[Rows from a pointing dataset]
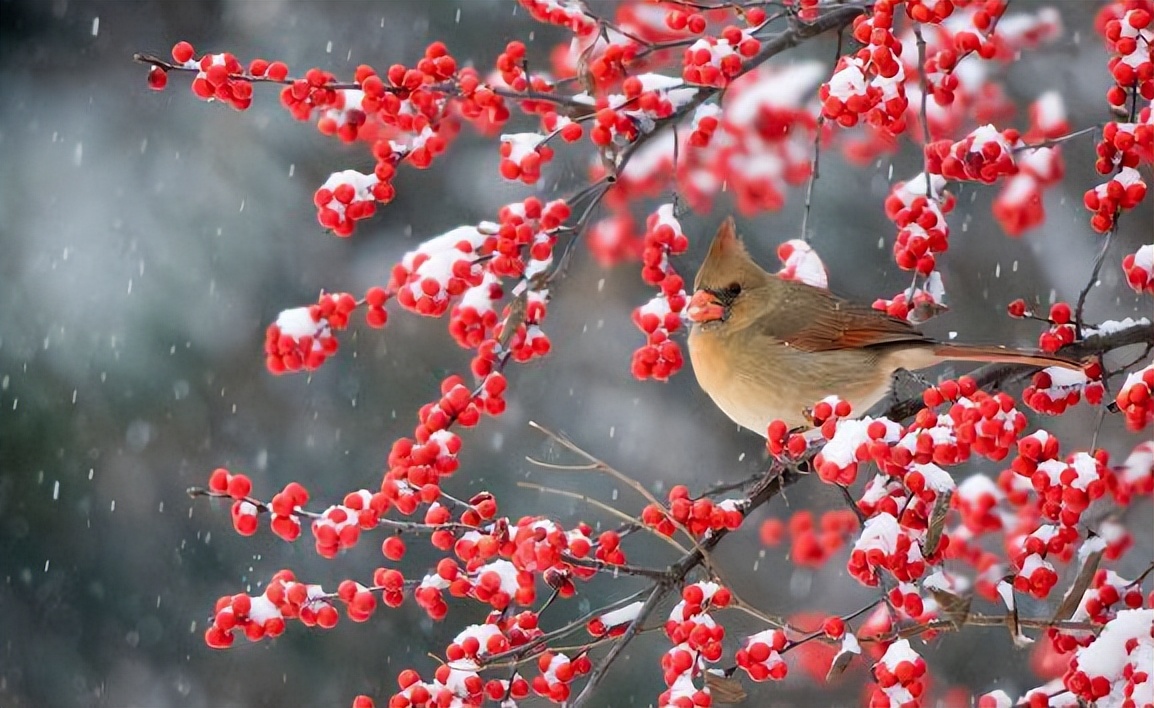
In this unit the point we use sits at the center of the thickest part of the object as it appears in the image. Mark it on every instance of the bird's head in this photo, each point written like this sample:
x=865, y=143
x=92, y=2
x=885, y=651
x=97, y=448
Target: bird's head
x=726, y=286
* * *
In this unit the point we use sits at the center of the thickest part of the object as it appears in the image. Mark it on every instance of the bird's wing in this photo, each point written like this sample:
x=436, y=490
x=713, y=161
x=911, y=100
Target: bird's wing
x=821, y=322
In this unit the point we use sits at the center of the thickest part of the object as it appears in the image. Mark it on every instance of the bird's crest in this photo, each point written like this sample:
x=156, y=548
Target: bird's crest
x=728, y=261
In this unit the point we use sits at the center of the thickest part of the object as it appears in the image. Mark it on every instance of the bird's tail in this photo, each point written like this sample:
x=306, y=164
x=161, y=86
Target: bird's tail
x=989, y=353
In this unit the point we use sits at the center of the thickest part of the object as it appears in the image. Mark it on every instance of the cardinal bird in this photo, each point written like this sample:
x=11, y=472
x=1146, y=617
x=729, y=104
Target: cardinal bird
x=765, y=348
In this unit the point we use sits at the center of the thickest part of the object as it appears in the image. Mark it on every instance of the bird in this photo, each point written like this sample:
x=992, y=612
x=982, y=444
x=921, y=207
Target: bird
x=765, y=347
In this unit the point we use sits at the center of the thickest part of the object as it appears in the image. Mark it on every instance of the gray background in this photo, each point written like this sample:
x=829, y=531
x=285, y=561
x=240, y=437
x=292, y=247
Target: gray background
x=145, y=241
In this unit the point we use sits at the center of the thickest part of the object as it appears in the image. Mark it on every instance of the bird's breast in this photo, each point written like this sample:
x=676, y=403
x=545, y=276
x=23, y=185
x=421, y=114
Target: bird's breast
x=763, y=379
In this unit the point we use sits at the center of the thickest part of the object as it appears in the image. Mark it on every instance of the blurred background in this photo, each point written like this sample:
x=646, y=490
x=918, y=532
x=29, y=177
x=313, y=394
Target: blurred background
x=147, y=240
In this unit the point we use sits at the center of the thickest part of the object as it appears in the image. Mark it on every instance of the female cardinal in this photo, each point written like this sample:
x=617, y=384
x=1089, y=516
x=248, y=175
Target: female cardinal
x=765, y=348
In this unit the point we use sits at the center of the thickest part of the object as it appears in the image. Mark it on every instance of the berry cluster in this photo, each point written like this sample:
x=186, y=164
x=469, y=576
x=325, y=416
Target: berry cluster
* * *
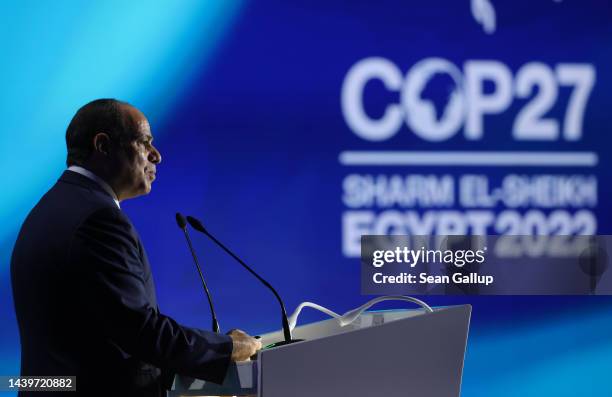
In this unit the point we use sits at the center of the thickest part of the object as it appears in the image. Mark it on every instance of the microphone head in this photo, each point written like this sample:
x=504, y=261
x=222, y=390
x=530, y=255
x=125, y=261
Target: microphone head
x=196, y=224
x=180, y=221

EXERCISE → Please put the lines of the records from the line with "of the gray" up to and including the line with "x=763, y=379" into a JSON list of strings, one string per line, with blank lines left out. Include those lines only.

ANSWER TO THIS PROBLEM →
[
  "In this unit the point we use sits at the center of the thickest part of the object as it appears in the image. Mark it on every instance of the gray background in this photo, each point written like this sample:",
  "x=829, y=531",
  "x=285, y=561",
  "x=240, y=437",
  "x=292, y=247",
  "Target: gray background",
  "x=145, y=241",
  "In this unit the point we use sits at the center of the thickest part of the object as it appears in the image. Mark it on every instance of the bird's breast in this photo, each point written like this sample:",
  "x=676, y=403",
  "x=545, y=276",
  "x=23, y=185",
  "x=421, y=114",
  "Target: bird's breast",
  "x=763, y=379"
]